───── Material for this task
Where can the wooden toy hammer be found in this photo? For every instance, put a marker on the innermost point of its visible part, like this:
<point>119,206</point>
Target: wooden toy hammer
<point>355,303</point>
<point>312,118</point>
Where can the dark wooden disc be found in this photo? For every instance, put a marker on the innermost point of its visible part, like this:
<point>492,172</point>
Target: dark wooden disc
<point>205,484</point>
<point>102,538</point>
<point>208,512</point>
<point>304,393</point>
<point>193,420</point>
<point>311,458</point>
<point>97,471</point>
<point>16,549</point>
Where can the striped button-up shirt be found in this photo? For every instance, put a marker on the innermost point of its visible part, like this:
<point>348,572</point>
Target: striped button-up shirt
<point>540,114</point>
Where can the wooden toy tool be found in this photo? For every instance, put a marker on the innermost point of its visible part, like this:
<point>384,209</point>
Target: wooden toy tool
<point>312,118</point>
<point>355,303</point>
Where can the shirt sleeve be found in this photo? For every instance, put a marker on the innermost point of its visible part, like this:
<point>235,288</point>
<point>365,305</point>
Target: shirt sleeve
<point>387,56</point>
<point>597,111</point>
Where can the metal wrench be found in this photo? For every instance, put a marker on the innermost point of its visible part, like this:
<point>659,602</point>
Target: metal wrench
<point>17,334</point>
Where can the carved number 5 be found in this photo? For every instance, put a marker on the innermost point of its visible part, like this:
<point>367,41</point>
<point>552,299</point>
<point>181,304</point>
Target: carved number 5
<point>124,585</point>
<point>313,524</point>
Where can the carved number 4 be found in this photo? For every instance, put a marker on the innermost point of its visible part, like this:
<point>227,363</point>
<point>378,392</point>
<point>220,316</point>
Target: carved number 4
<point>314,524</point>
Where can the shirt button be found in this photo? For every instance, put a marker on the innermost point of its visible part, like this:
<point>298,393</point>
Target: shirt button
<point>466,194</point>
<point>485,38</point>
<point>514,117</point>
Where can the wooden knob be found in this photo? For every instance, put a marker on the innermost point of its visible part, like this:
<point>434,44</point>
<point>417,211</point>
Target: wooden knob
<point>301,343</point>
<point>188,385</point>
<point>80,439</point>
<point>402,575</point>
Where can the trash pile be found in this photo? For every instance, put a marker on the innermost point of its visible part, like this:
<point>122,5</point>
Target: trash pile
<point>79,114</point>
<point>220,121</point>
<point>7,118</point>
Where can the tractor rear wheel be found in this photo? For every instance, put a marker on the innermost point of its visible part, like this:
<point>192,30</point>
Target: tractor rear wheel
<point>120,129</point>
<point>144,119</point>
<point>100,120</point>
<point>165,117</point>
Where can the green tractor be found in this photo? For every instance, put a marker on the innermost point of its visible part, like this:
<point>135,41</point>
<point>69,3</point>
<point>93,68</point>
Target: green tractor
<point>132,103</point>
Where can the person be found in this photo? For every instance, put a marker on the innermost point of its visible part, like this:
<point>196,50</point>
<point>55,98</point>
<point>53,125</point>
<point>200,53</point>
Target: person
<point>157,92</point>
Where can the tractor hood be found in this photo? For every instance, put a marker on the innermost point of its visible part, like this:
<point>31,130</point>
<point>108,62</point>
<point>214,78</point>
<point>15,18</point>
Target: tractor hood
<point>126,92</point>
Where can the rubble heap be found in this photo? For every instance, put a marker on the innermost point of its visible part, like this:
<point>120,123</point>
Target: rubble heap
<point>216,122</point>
──────────
What is being asked: Turn every line of the listing into a JSON list of strings, one string per line, leaving out blank lines.

Response to this exercise:
[
  "Where can the wooden toy hammer be found in this photo? For every instance, put a marker on the innermost point of its visible part, like this:",
  "<point>119,206</point>",
  "Target: wooden toy hammer",
  "<point>355,303</point>",
  "<point>312,118</point>",
  "Where can the dark wooden disc be found in this photo? For every instance, put a marker on the innermost point of its visible part, like this:",
  "<point>492,172</point>",
  "Target: dark wooden disc",
  "<point>205,484</point>",
  "<point>102,538</point>",
  "<point>208,512</point>",
  "<point>304,393</point>",
  "<point>193,420</point>",
  "<point>311,458</point>",
  "<point>97,471</point>",
  "<point>16,549</point>",
  "Where can the striped button-up shirt be found in this photo? For every instance, put a marker on the innermost point of its visible part, like this:",
  "<point>348,572</point>",
  "Target: striped button-up shirt",
  "<point>540,114</point>",
  "Where can the wooden toy tool be found in this photo? For every instance, put a marker on the innermost point of its visible part, like this:",
  "<point>384,209</point>",
  "Target: wooden toy tool",
  "<point>312,118</point>",
  "<point>355,303</point>",
  "Where can the shirt sleeve be found in this photo? For every instance, put a marker on the innermost point of its visible part, like this:",
  "<point>235,288</point>",
  "<point>365,305</point>",
  "Target: shirt sleeve",
  "<point>387,56</point>",
  "<point>597,111</point>",
  "Where can the metal wrench be found in this photo? For every instance, put a marker on the innermost point of its visible part, like this:",
  "<point>659,602</point>",
  "Target: metal wrench",
  "<point>17,334</point>",
  "Where can the carved number 5 be found in this photo? For every instance, put a marker on the innermost point of its visible part, like this:",
  "<point>367,41</point>",
  "<point>552,299</point>",
  "<point>181,304</point>",
  "Target: carved number 5",
  "<point>124,585</point>",
  "<point>313,524</point>",
  "Where can the carved number 4 be found in this photo? For every instance, put a marker on the innermost point of its visible part, like this:",
  "<point>227,363</point>",
  "<point>378,392</point>",
  "<point>220,316</point>",
  "Target: carved number 4",
  "<point>314,524</point>",
  "Where can the shirt button be found in this photo? For every instance, put a marker on the innermost point of its visible part, like this:",
  "<point>298,393</point>",
  "Target: shirt button",
  "<point>466,194</point>",
  "<point>485,38</point>",
  "<point>514,117</point>",
  "Where can the wooden knob be found in this photo? For every instance, put a marker on the innermost point of its visible part, like this:",
  "<point>434,44</point>",
  "<point>417,211</point>",
  "Target: wooden knob",
  "<point>301,343</point>",
  "<point>188,385</point>",
  "<point>80,439</point>",
  "<point>402,575</point>",
  "Where can the trash pile be found in this photo? For every instance, put a marker on the innermost point of its visible part, like this:",
  "<point>122,5</point>",
  "Target: trash pile",
  "<point>79,114</point>",
  "<point>220,121</point>",
  "<point>7,118</point>",
  "Where can the tractor rear wheel be found in this photo? For every instance, put a marker on the innermost point of its visible part, like this:",
  "<point>192,30</point>",
  "Target: tractor rear wheel",
  "<point>120,129</point>",
  "<point>144,119</point>",
  "<point>100,120</point>",
  "<point>165,117</point>",
  "Where can the green tractor be found in this photo? For every instance, put a marker on the innermost point of its visible part, like this:",
  "<point>135,41</point>",
  "<point>69,3</point>",
  "<point>93,68</point>",
  "Target: green tractor",
  "<point>132,103</point>",
  "Where can the person be found in this photo? For every instance, put a marker on the innermost point of its visible part, like this:",
  "<point>196,50</point>",
  "<point>55,98</point>",
  "<point>53,125</point>",
  "<point>200,53</point>",
  "Target: person",
  "<point>157,92</point>",
  "Where can the tractor hood be found in this photo? For every instance, put a marker on the innermost point of its visible part, like this:",
  "<point>31,130</point>",
  "<point>108,62</point>",
  "<point>214,78</point>",
  "<point>15,18</point>",
  "Target: tractor hood",
  "<point>126,92</point>",
  "Where can the rubble heap be found in this photo? For every instance, put a marker on the innermost point of its visible part, like this:",
  "<point>120,123</point>",
  "Target: rubble heap",
  "<point>216,122</point>"
]